Задание A – Какой наградой отметили Варшавского 8 января 1947 года, если верить тексту о его военной судьбе?
Задание B – Продолжите текст о военной судьбе Варшавского с того места, где он обрывается.

Текст –

▬▬▬

В сентябре 1939 года Варшавский записался добровольцем во французскую армию, в недолгой «странной войне» не только побывал в боях, но и проявил солдатскую доблесть, оставшись последним на линии огня при защите Булонской цитадели. По документам, отложившимся в фонде писателя[117], и по исследованиям, посвященным военным событиям тех лет[118], следует, что Варшавский сперва воевал в составе 19-го полка 22-й дивизии, расположенной на бельгийской границе в городе Живе. После прорыва немецкой армии под Седаном, когда немцы взяли в один гигантский котел миллион человек, началось массированное отступление французов. Изо дня в день окруженные французские части, слабея под ударами совершенной немецкой военной машины, отступали к морю, и 14 мая бои завершились поражением. У союзников и французской армии оставались еще три ключевых порта – Булонь, Кале и Дюнкерк. Варшавский примкнул к дивизии, которую перебросили в Булонь. Финальные бои за город начались 22 мая 1940 года и закончились 25-го. Атаки на Булонь шли с юга и с запада вдоль берега, постепенно сужаясь до сражений в крепости, где и оказался Владимир Варшавский. В целом бои шли 36 часов, все это время у французов не было воды и питания, водопровод был разрушен, заканчивались боеприпасы. После очередной массированной немецкой атаки французы сложили оружие, однако части, находившиеся в замке, об этом не знали, продолжая оказывать сопротивление, и сдались только после приказа командира дивизии. Одним из солдат, сражавшихся до последнего за Булонскую крепость, был будущий автор «Незамеченного поколения».

После поражения французских войск Варшавский провел пять долгих лет в немецком плену, а по окончании войны 8 января 1947 года был награжден известной французской наградой – Военным крестом с серебряной звездой (Croix de guerre avec Etoile d’Argent). Военные события писатель воспроизвел в автобиографической прозе (цикл военных рассказов, повесть «Семь лет» и роман «Ожидание»). Символично описание одного из боев и переживаний главного героя в эти дни: «В первый раз в жизни я делал что-то, признаваемое всеми нужным и важным, в первый раз у меня было место в человеческом обществе, ия не испытывал моего всегдашнего страха, что я живу не так, как все. Наоборот, у меня было теперь спокойное чувство укрепленности моей жизни в чем-то достоверном и прочном»[119].

▬▬▬

Исходный материал –
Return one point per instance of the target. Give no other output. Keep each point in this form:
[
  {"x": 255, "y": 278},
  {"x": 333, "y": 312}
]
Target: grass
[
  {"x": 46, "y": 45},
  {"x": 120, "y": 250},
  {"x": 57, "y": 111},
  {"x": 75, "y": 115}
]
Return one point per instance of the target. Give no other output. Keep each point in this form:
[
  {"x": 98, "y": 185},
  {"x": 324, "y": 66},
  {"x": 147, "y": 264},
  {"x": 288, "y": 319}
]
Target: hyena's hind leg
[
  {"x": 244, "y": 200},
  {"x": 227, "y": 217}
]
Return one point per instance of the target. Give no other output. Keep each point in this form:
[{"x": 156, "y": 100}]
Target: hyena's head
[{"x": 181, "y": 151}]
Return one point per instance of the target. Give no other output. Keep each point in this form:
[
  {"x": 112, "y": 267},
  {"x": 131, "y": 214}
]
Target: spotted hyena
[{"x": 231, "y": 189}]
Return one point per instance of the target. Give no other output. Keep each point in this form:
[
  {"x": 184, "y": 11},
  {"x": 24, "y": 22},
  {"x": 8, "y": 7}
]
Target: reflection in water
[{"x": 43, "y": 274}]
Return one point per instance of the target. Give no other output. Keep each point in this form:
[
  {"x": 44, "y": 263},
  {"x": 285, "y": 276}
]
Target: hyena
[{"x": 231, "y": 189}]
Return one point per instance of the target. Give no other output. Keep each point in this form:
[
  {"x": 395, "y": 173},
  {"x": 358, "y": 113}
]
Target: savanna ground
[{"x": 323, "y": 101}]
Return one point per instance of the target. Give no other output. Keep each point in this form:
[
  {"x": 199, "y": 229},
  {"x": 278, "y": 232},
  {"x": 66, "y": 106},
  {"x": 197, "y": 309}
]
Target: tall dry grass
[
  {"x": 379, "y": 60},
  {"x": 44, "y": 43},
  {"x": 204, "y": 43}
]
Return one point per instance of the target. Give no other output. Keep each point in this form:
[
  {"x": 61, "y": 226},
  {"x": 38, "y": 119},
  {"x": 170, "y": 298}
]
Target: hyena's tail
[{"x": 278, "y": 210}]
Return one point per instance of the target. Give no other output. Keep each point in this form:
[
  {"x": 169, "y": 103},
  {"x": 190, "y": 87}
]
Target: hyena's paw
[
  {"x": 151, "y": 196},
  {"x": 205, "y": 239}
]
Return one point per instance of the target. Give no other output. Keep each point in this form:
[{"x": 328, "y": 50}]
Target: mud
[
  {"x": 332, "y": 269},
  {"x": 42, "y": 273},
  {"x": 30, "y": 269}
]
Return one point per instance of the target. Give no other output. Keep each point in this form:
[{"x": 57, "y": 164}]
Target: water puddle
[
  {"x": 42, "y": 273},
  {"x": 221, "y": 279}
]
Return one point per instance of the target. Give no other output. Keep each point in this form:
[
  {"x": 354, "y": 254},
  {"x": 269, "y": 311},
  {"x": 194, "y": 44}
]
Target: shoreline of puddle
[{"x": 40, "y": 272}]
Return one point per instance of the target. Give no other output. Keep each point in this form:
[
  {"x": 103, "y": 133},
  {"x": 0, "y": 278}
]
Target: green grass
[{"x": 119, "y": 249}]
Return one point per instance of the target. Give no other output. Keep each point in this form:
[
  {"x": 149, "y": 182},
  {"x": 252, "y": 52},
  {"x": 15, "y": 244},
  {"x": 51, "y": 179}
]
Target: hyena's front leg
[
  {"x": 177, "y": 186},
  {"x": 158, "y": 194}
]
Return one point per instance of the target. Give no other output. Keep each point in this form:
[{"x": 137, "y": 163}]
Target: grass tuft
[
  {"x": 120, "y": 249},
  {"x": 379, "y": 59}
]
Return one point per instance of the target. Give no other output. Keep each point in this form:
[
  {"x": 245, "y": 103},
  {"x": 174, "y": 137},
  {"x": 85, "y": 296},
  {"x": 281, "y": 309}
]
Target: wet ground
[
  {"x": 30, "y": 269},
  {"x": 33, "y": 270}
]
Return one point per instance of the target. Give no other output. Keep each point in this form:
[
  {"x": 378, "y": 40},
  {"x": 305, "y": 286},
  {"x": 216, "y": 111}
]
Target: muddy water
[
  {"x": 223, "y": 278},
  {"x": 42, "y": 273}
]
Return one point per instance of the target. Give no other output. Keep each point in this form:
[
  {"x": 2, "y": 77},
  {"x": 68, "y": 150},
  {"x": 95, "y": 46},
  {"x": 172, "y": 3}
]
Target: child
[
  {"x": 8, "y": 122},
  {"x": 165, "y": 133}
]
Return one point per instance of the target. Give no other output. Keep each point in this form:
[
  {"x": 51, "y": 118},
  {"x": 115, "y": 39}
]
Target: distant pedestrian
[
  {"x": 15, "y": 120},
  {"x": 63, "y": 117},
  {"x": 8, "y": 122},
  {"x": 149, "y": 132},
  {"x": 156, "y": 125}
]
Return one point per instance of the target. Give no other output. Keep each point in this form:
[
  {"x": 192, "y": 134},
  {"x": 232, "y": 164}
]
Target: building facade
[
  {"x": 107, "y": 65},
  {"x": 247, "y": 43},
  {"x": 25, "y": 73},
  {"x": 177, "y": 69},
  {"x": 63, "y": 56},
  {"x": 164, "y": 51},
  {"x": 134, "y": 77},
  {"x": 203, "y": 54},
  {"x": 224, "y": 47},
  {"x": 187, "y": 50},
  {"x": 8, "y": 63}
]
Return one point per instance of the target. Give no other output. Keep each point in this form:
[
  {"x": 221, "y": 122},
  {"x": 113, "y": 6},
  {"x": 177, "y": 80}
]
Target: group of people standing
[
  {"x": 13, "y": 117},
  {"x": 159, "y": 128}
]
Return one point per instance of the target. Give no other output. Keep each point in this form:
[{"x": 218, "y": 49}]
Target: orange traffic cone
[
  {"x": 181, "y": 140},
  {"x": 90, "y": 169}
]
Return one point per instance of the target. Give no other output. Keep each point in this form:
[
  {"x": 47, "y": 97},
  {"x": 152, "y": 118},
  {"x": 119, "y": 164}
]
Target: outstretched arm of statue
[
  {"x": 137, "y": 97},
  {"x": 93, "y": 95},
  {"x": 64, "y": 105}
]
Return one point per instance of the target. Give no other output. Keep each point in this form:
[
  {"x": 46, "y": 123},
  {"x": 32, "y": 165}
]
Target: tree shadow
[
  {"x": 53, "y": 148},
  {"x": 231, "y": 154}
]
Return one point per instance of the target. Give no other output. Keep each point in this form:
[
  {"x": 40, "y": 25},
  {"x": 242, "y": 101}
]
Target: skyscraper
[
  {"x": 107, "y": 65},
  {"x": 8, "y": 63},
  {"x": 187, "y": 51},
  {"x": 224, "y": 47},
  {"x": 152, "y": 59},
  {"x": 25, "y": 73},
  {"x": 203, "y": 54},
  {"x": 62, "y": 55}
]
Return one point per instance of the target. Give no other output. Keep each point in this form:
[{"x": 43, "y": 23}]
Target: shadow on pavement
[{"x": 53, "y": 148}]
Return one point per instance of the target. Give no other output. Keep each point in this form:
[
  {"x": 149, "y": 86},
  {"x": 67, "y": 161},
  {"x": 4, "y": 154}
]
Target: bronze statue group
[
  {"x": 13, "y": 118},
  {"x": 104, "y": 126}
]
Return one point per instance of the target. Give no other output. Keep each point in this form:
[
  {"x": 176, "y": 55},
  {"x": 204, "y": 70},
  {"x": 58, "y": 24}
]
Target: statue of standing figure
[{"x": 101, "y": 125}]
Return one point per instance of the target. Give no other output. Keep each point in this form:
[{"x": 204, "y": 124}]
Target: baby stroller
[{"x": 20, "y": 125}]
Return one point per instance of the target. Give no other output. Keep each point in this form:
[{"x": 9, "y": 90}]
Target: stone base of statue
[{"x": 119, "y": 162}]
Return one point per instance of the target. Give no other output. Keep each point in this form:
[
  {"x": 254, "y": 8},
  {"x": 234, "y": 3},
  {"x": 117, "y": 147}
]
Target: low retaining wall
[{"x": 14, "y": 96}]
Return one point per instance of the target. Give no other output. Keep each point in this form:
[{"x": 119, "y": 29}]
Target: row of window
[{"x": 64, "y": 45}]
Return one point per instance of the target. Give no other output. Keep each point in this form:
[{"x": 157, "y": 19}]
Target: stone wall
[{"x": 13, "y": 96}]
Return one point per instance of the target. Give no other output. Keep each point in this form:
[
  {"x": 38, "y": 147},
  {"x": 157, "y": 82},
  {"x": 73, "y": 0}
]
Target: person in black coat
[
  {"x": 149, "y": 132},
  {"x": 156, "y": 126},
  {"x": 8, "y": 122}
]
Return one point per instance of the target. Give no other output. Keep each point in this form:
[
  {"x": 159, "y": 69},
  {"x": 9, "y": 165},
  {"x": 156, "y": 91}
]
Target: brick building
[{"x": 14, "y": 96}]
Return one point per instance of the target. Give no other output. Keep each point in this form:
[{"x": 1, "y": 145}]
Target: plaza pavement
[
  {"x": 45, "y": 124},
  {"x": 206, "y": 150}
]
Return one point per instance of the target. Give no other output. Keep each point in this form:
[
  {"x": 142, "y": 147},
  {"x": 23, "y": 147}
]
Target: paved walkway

▬▬▬

Ответ A – Военным крестом с серебряной звездой (Croix de guerre avec Etoile d’Argent).

Ответ B –
Здесь сквозной мотив искания «своего места» в творчестве и в жизни писателя достигает апогея. Непреднамеренная и в то же время почти дословная перекличка текста Варшавского со словами статьи Д. Чижевского об «онтологической силе и крепости конкретного бытия»[120] – наглядное свидетельство эволюции концепта «своего места» в литературе русского зарубежья. Герой Варшавского, alter ego писателя, возвращает себе «укрепленность», «достоверность» и «прочность» вопреки зримой реальности разрушения. Конкретность описываемого места действия — массовый обстрел цитадели, гибель боевых товарищей во время очередного артобстрела. Однако именно в этот момент начинается обратный отсчет в судьбе героя, его путь к этическому равновесию. В условиях войны (всецелого наступления «враждебного внешнего мира») извечное эмигрантское искание своего места обретает поистине эпические черты и становится в прямом смысле слова вызовом смерти.

Глава 3

К портрету литературного поколения ровесников XX века: «сыновья эмиграции» и ди-пи[121]

Владимир Варшавский начинает свою знаменитую книгу «Незамеченное поколение» со ссылки на выступление Н. И. Ульянова, в котором тот, историк по образованию и эмигрант эпохи Второй мировой, невзначай наносит удар по самолюбию бывших «сыновей эмиграции»: «…племя, возросшее в изгнании, не выдвинуло ни одного имени, ни одного громкого дела. <…> Всех их должно отнести к дореволюционному поколению»[122]. Именно это высказывание дипийца Н. Ульянова стало для белоэмигранта В. Варшавского символической точкой отталкивания, своеобразным тезисом, требующим глубокого и обстоятельного опровержения. Антитезисом к нему можно считать шесть глав книги о «незамеченном поколении».

Нечаянная небрежность по отношению к внутреннему единству и культурной самобытности «поколения сыновей» сквозит и в словах другого эмигранта Ди-Пи – Л. Д. Ржевского, мельком назвавшего их, писателей младшего первоэмигрантского призыва, в своем романе «Между двух звезд» «полупоколением»[123]. Деликатно не указывая конкретного адресата своих слов, но, безусловно, направляя их в сторону эмиграции первой волны, в которой растворялись и его же ровесники с той, другой, белоэмигрантской стороны, Л. Ржевский в другом своем тексте – докладе на тему «Национальная культура и эмиграция», прочитанном на расширенном совещании издательства «Посев» в сентябре 1952 года в Лимбурге, – скажет о так называемых «мансардных эмигрантах», чья культура глубоко провинциальна и неизбежно стремится к «консервации» и «затуханию»[124]. О весьма критическом настрое эмигрантов второй волны по отношению к своим русским предшественникам в Европе на примере споров вокруг издания «молодого журнала» «Опыты» подробно пишет О. А. Коростелев, цитируя высказывания В. Завалишина, Б. Филиппова, С. Максимова, в которых они, эмигранты военного времени, почти в унисон осуждают «архаический» и старомодный вкус редакторов Р. Н. Гринберга и В. Л. Пастухова[125].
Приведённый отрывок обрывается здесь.